# substitution for 500wt halogen



## okkampguy (Jul 25, 2012)

Have 4-500wt halogen on 4 poles around a play-slab. Can't keep them from burning out within less than a month or two. Ideas for similar or brighter lumen metal halides or ???


----------



## jrmcferren (Aug 27, 2012)

okkampguy said:


> Have 4-500wt halogen on 4 poles around a play-slab. Can't keep them from burning out within less than a month or two. Ideas for similar or brighter lumen metal halides or ???



The least expensive option would be to find 130 volt halogen bulbs. This reduces the temperature of the filament and increases life. Life more than doubles when operating a 130 volt bulb on 120 volts. The bulbs will be a bit dimmer and will be a bit less efficient due to being underdriven.


----------



## electromage (Sep 2, 2012)

Depending on your budget and DIY skills, you might have a few options. If you've got a few thousand dollars to spend, you could get some big Rigid Industries lights, and wire them to a 12V DC power supply.

**TO BE DONE**:
**a)** Rewrite the halogen light thread from "## electromage (Sep" to "DC power supply.", putting "wiring experience" in place of "DIY skills".
**b)** Carry the halogen light thread on past its final sentence.

**RECORDS**:

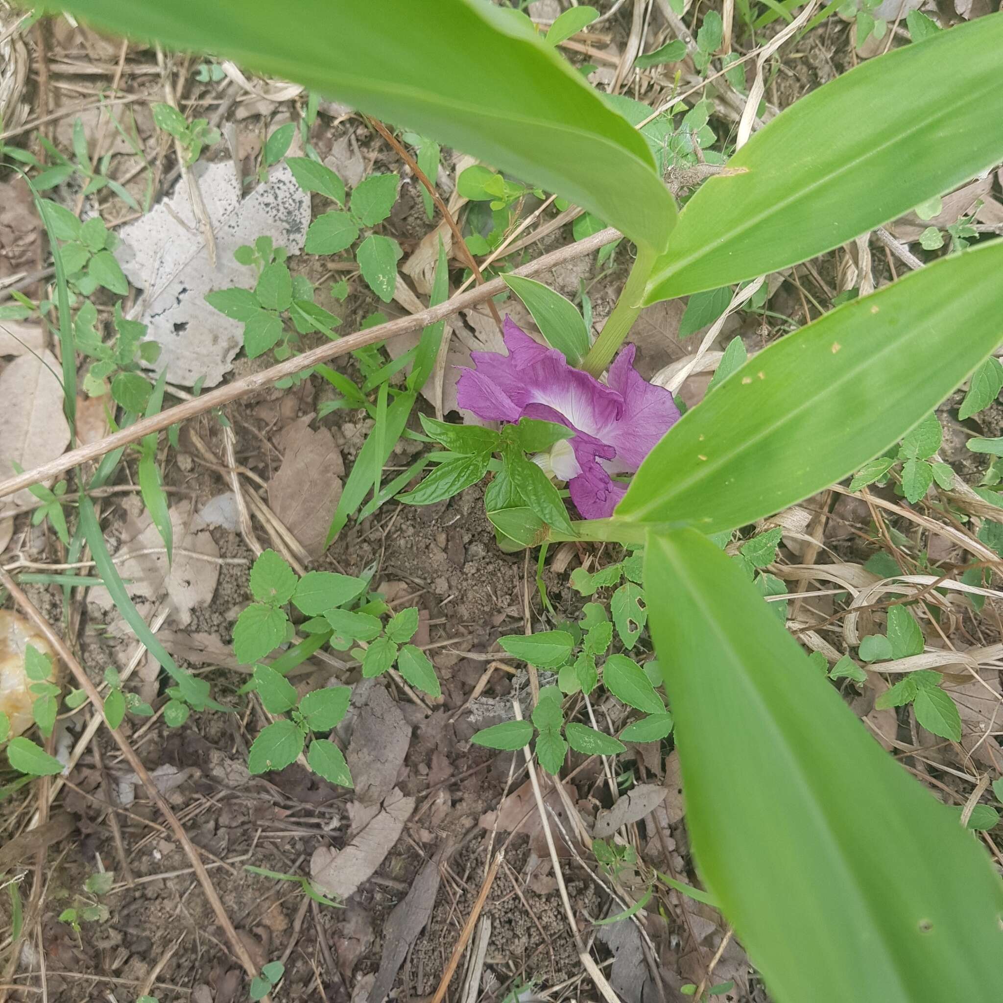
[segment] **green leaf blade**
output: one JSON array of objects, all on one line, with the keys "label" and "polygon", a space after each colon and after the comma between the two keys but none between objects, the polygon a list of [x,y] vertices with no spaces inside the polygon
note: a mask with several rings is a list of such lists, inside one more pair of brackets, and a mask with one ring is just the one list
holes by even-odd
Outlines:
[{"label": "green leaf blade", "polygon": [[1001,269],[992,242],[774,342],[673,425],[615,518],[717,533],[859,470],[996,347]]},{"label": "green leaf blade", "polygon": [[992,995],[1003,885],[956,816],[810,671],[710,541],[652,537],[645,584],[672,658],[694,854],[773,996]]},{"label": "green leaf blade", "polygon": [[813,258],[998,162],[1001,47],[1003,15],[990,15],[869,59],[787,108],[687,204],[645,303]]},{"label": "green leaf blade", "polygon": [[577,366],[589,352],[589,329],[571,300],[536,279],[518,275],[505,275],[503,279],[530,311],[547,344]]}]

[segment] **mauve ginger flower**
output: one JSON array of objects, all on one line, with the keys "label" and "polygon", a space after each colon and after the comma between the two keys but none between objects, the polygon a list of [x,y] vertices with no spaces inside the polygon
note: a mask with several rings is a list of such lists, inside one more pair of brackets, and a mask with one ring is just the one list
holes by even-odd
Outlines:
[{"label": "mauve ginger flower", "polygon": [[633,345],[610,366],[607,383],[600,383],[509,317],[505,344],[508,355],[471,353],[474,368],[464,369],[456,385],[459,406],[490,421],[529,417],[567,425],[575,434],[535,459],[547,473],[568,481],[585,519],[612,516],[627,485],[611,474],[634,473],[679,420],[672,394],[641,378]]}]

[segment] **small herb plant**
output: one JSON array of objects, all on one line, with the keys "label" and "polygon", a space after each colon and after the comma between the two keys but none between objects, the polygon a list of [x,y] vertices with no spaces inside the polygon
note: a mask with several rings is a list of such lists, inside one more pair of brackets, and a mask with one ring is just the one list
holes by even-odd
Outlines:
[{"label": "small herb plant", "polygon": [[[305,192],[317,192],[339,207],[323,213],[310,224],[303,248],[307,254],[334,255],[347,251],[363,230],[387,219],[397,201],[400,184],[397,175],[371,175],[356,185],[349,202],[341,179],[323,164],[301,157],[290,163],[290,170]],[[397,262],[402,254],[393,238],[379,234],[369,234],[355,249],[362,278],[384,303],[393,299],[397,287]]]},{"label": "small herb plant", "polygon": [[384,623],[381,616],[388,612],[387,606],[377,595],[367,593],[368,584],[368,578],[333,572],[313,571],[298,578],[275,551],[264,551],[255,561],[251,592],[256,602],[241,613],[234,627],[238,660],[260,663],[294,637],[287,612],[290,603],[308,619],[300,626],[307,635],[305,640],[279,656],[272,666],[255,667],[251,685],[265,709],[289,716],[270,724],[255,739],[248,763],[251,772],[288,766],[298,758],[309,738],[307,762],[311,768],[332,783],[352,785],[341,750],[332,741],[315,737],[315,732],[329,732],[345,715],[350,688],[315,690],[300,699],[279,671],[291,668],[323,644],[336,651],[351,649],[361,662],[365,678],[396,666],[416,689],[432,697],[441,694],[428,656],[407,643],[418,628],[417,610],[401,610]]},{"label": "small herb plant", "polygon": [[281,961],[270,961],[263,965],[261,974],[251,980],[251,999],[264,999],[282,981],[285,974],[286,966]]},{"label": "small herb plant", "polygon": [[82,923],[107,923],[111,917],[108,907],[97,900],[108,894],[115,883],[114,872],[99,871],[83,883],[82,895],[73,898],[73,904],[59,914],[59,922],[66,923],[80,938]]},{"label": "small herb plant", "polygon": [[[117,122],[115,125],[120,130]],[[21,149],[20,146],[7,145],[3,140],[0,140],[0,156],[6,156],[12,160],[25,163],[30,168],[37,169],[38,173],[31,180],[37,192],[48,192],[57,185],[68,182],[75,175],[84,183],[82,195],[96,195],[101,189],[108,188],[129,209],[135,213],[139,212],[139,205],[132,198],[129,191],[119,185],[118,182],[107,177],[111,154],[105,153],[96,166],[91,160],[87,152],[87,137],[81,118],[76,118],[73,121],[73,155],[75,160],[71,160],[65,156],[49,139],[40,133],[38,134],[38,141],[45,149],[50,160],[48,164],[42,163],[28,150]]]},{"label": "small herb plant", "polygon": [[302,699],[284,676],[267,665],[255,666],[254,688],[271,714],[288,714],[262,729],[251,745],[248,769],[265,773],[285,769],[303,752],[307,738],[307,762],[315,773],[331,783],[351,787],[352,776],[341,749],[316,732],[330,732],[345,716],[352,691],[348,686],[314,690]]},{"label": "small herb plant", "polygon": [[128,282],[121,266],[111,253],[118,238],[104,226],[99,216],[81,223],[68,209],[48,199],[41,201],[42,215],[61,241],[63,269],[70,288],[81,296],[90,296],[98,286],[128,294]]},{"label": "small herb plant", "polygon": [[209,124],[208,118],[189,121],[177,108],[162,101],[151,106],[156,127],[173,135],[185,157],[186,166],[199,159],[204,146],[212,146],[220,141],[220,130]]},{"label": "small herb plant", "polygon": [[934,481],[950,490],[954,486],[954,470],[947,463],[931,459],[940,448],[943,437],[944,431],[937,415],[931,414],[903,438],[898,450],[865,463],[851,480],[850,489],[858,491],[874,482],[887,484],[893,467],[902,463],[900,489],[909,501],[919,501]]},{"label": "small herb plant", "polygon": [[116,404],[132,414],[142,414],[153,387],[140,372],[142,365],[152,365],[160,357],[157,342],[146,340],[146,325],[127,320],[118,303],[113,317],[115,337],[101,340],[97,331],[97,310],[87,300],[73,321],[73,336],[78,351],[94,359],[83,377],[83,389],[89,397],[111,393]]}]

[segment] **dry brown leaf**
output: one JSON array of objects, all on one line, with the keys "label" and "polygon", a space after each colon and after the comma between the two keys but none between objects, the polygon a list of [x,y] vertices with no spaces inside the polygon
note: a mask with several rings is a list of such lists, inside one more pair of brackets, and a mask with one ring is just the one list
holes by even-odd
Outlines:
[{"label": "dry brown leaf", "polygon": [[310,877],[320,892],[342,900],[352,896],[386,859],[413,810],[414,798],[394,787],[383,810],[344,850],[318,847],[310,861]]},{"label": "dry brown leaf", "polygon": [[[570,803],[574,803],[578,796],[575,788],[570,783],[564,784],[565,792],[568,794]],[[552,787],[544,794],[544,804],[548,811],[553,811],[561,821],[566,832],[573,831],[571,820],[565,811],[561,795],[556,787]],[[536,797],[533,793],[533,784],[527,780],[521,787],[514,790],[497,806],[496,811],[485,811],[477,821],[477,824],[487,831],[496,830],[498,832],[525,832],[530,837],[530,846],[534,853],[541,857],[547,854],[547,842],[544,835],[543,823],[540,820],[540,811],[537,807]],[[552,826],[552,834],[557,841],[558,847],[563,848],[560,829]]]},{"label": "dry brown leaf", "polygon": [[972,679],[945,689],[961,715],[962,748],[977,762],[999,772],[1003,769],[1003,752],[991,734],[1003,731],[999,670],[985,668],[979,675],[981,682]]},{"label": "dry brown leaf", "polygon": [[[163,541],[160,540],[156,527],[148,516],[143,516],[134,526],[137,532],[123,542],[123,546],[116,552],[116,559],[124,557],[124,560],[116,560],[116,567],[123,579],[130,580],[125,588],[143,616],[148,616],[152,612],[152,606],[166,595],[171,599],[177,623],[185,627],[192,619],[193,608],[212,600],[220,578],[220,566],[214,561],[201,561],[180,551],[194,551],[210,558],[218,558],[220,549],[201,517],[192,515],[192,504],[188,499],[171,510],[171,525],[175,531],[173,565],[168,564]],[[139,554],[147,550],[159,553]],[[113,605],[107,589],[99,587],[90,590],[88,599],[103,609],[110,609]]]},{"label": "dry brown leaf", "polygon": [[432,860],[425,862],[411,883],[407,897],[397,903],[383,926],[383,949],[376,981],[369,993],[369,1003],[383,1003],[386,999],[408,950],[432,915],[441,879],[440,860],[441,854],[436,854]]},{"label": "dry brown leaf", "polygon": [[[13,475],[15,462],[30,469],[61,456],[69,444],[58,372],[55,356],[45,351],[22,355],[0,373],[0,480]],[[25,487],[7,501],[22,506],[32,498]]]},{"label": "dry brown leaf", "polygon": [[10,720],[10,735],[19,735],[33,723],[34,696],[24,671],[28,645],[47,655],[55,664],[49,642],[19,613],[0,610],[0,711]]},{"label": "dry brown leaf", "polygon": [[640,821],[653,811],[668,794],[668,788],[660,783],[639,783],[606,811],[596,815],[593,834],[599,840],[607,840],[620,828],[632,821]]},{"label": "dry brown leaf", "polygon": [[341,497],[345,464],[326,428],[311,428],[312,414],[278,437],[284,457],[268,482],[268,504],[310,557],[325,551],[331,517]]},{"label": "dry brown leaf", "polygon": [[379,804],[397,782],[411,728],[379,683],[370,687],[352,728],[346,759],[362,804]]},{"label": "dry brown leaf", "polygon": [[103,397],[76,398],[76,439],[78,445],[90,445],[108,434],[108,417],[115,404],[110,394]]},{"label": "dry brown leaf", "polygon": [[373,943],[373,924],[369,913],[358,906],[349,906],[342,921],[334,929],[335,957],[342,978],[350,983],[355,963],[365,957]]}]

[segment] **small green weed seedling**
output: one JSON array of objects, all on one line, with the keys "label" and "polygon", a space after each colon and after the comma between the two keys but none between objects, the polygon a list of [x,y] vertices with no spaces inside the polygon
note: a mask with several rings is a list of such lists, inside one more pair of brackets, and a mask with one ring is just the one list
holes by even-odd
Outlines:
[{"label": "small green weed seedling", "polygon": [[208,118],[196,118],[190,122],[177,108],[162,101],[151,105],[151,110],[156,127],[178,140],[187,166],[199,159],[204,146],[220,141],[220,130],[213,128]]},{"label": "small green weed seedling", "polygon": [[[386,604],[366,595],[368,578],[312,571],[302,578],[275,551],[264,551],[251,569],[251,592],[256,602],[245,609],[234,627],[234,653],[244,664],[260,663],[279,645],[294,637],[287,612],[295,606],[309,619],[301,625],[307,635],[271,666],[257,664],[251,686],[265,709],[288,714],[268,725],[251,746],[252,773],[283,769],[295,762],[308,738],[307,763],[321,776],[352,786],[344,755],[334,742],[315,737],[329,732],[344,717],[351,690],[336,686],[314,690],[302,699],[282,675],[324,644],[351,653],[362,664],[366,678],[396,666],[400,675],[429,696],[440,695],[435,669],[420,648],[407,642],[418,629],[418,612],[401,610],[384,623]],[[354,609],[347,609],[354,606]],[[357,647],[353,647],[353,645]]]},{"label": "small green weed seedling", "polygon": [[[114,119],[112,119],[114,120]],[[121,126],[115,121],[115,126],[119,130]],[[2,122],[0,122],[0,131]],[[107,177],[108,165],[111,162],[111,154],[105,153],[95,166],[87,152],[87,137],[84,133],[83,120],[77,118],[73,121],[73,154],[75,161],[61,153],[52,142],[44,135],[38,135],[38,141],[45,149],[49,160],[48,164],[42,163],[33,153],[20,146],[7,145],[0,140],[0,156],[9,157],[25,163],[30,168],[37,169],[38,173],[32,178],[32,185],[36,192],[48,192],[57,185],[62,185],[69,181],[74,175],[84,183],[81,195],[95,195],[103,188],[108,188],[133,212],[139,212],[139,205],[132,198],[129,191],[118,182]],[[130,141],[132,141],[130,139]]]},{"label": "small green weed seedling", "polygon": [[263,965],[261,974],[251,980],[251,999],[264,999],[281,981],[286,973],[286,966],[281,961],[270,961]]},{"label": "small green weed seedling", "polygon": [[40,206],[43,219],[62,242],[59,251],[70,288],[84,297],[93,294],[98,286],[119,296],[127,295],[128,282],[111,253],[118,238],[101,218],[92,216],[81,223],[58,203],[43,199]]},{"label": "small green weed seedling", "polygon": [[83,894],[73,897],[73,904],[59,914],[59,922],[66,923],[80,942],[80,925],[107,923],[111,917],[108,907],[97,900],[111,891],[115,883],[114,872],[99,871],[83,883]]},{"label": "small green weed seedling", "polygon": [[[310,169],[313,174],[309,178],[304,177],[307,172],[302,163],[294,171],[294,176],[305,191],[315,191],[308,186],[316,184],[314,176],[317,174],[317,166],[321,165],[315,164]],[[371,175],[355,187],[350,202],[345,200],[344,187],[339,192],[327,175],[324,176],[323,184],[325,191],[320,194],[346,209],[324,213],[310,224],[306,244],[303,246],[307,254],[333,255],[346,251],[359,239],[363,230],[371,229],[387,219],[397,201],[400,178],[397,175]],[[397,287],[397,262],[402,254],[400,245],[393,238],[378,234],[370,234],[355,249],[355,260],[362,278],[384,303],[393,299],[393,291]]]}]

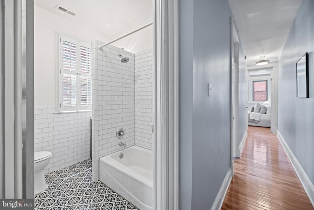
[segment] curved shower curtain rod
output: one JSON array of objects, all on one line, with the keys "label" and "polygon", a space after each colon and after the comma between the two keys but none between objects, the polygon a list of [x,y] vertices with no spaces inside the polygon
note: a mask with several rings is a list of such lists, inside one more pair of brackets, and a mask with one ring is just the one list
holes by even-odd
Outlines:
[{"label": "curved shower curtain rod", "polygon": [[114,40],[113,41],[111,41],[111,42],[108,42],[108,43],[106,43],[106,44],[103,44],[103,45],[102,45],[102,46],[101,46],[100,47],[99,47],[98,48],[98,49],[100,49],[100,50],[103,50],[103,48],[104,47],[105,47],[106,46],[107,46],[107,45],[109,45],[109,44],[111,44],[111,43],[113,43],[113,42],[116,42],[116,41],[118,41],[118,40],[120,40],[120,39],[122,39],[122,38],[123,38],[125,37],[126,36],[128,36],[128,35],[131,35],[131,34],[132,33],[135,33],[135,32],[138,31],[139,30],[142,30],[142,29],[145,29],[145,28],[148,27],[149,27],[149,26],[151,26],[151,25],[153,25],[153,23],[149,23],[148,24],[146,24],[146,25],[145,25],[145,26],[142,26],[142,27],[141,27],[141,28],[138,28],[138,29],[136,29],[136,30],[133,30],[133,31],[131,32],[130,32],[130,33],[128,33],[127,34],[125,35],[124,36],[121,36],[121,37],[118,38],[117,38],[117,39],[115,39],[115,40]]}]

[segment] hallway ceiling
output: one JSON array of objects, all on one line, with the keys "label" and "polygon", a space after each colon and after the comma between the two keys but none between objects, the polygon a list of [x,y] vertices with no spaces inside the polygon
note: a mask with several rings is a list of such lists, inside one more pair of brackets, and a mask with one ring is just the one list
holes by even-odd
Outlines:
[{"label": "hallway ceiling", "polygon": [[[104,35],[108,42],[153,21],[153,0],[34,0],[34,4]],[[76,14],[70,15],[56,6]],[[49,23],[48,23],[49,24]],[[148,27],[112,45],[136,53],[153,47],[153,27]],[[94,38],[91,37],[91,39]],[[140,45],[143,46],[140,47]],[[148,48],[145,46],[150,46]],[[137,50],[137,49],[141,50]],[[142,49],[143,48],[145,49]]]},{"label": "hallway ceiling", "polygon": [[[247,66],[264,55],[276,63],[302,0],[228,0]],[[261,66],[261,67],[263,67]]]}]

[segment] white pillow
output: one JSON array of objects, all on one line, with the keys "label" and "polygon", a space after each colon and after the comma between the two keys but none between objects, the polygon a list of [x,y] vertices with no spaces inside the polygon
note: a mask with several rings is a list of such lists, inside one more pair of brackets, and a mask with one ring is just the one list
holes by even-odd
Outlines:
[{"label": "white pillow", "polygon": [[256,104],[255,104],[255,105],[254,105],[254,112],[260,112],[260,110],[261,109],[261,107],[262,106],[261,105],[261,104],[260,103],[257,103]]},{"label": "white pillow", "polygon": [[270,106],[270,102],[268,101],[265,101],[264,103],[263,103],[262,104],[262,106]]}]

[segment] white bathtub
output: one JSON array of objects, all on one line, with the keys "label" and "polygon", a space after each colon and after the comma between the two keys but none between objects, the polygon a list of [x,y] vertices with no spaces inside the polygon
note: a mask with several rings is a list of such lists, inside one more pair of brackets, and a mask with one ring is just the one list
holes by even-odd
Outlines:
[{"label": "white bathtub", "polygon": [[153,151],[134,146],[101,158],[99,180],[140,210],[153,209]]}]

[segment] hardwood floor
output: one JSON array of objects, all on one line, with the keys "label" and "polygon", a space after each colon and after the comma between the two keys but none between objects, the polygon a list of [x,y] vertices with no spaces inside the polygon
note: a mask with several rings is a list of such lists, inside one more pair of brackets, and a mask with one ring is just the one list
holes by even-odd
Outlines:
[{"label": "hardwood floor", "polygon": [[313,210],[276,135],[249,126],[223,210]]}]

**EXERCISE ANSWERS**:
**a)**
## electromage (Sep 2, 2012)

Depending on your budget and wiring experience, you might have a few options. If you've got a few thousand dollars to spend, you could get some big Rigid Industries lights, and wire them to a 12V DC power supply.

**b)**
You could also take apart the halogen floodlights and mount some Bridgelux arrays inside, with high power LED drivers, and A LOT of cooling.


----------



## Anders Hoveland (Sep 8, 2012)

If you know where to look, you can find find a 100 watt LED chip with heat sink and power supply, all for under 100 dollars.


----------



## mattheww50 (Sep 8, 2012)

If color rendition isn't an issue and you are not on a tight budget, I would replace the lamps/fixtures with outdoor High Pressure Sodium lamps. HPS lamps have very high efficiency (typically close to 100 lumens/watt) and very long life. IF you use these lights extensively, the lower electrical consumption and longer life of the lamps will go a long way toward covering the costs. While 70 watt HPS lamps would have less output than your current 500 watt halogens. 100 watt HPS lamps would have close to the output of your 500 watt halogens, however 100 watt outdoor fixtures are more difficult to find and more expensive than 70 watt fixtures. Years ago I replaced a pair of 300 watt Halogens lighting the front of my house with 70 watt HPS lamps. Big savings on electricity, huge increase in lamp life.

There are three downsides: The fixture/ballast is fairly expensive. The color rendition is poor, and it takes a couple of minutes for them to reach full output.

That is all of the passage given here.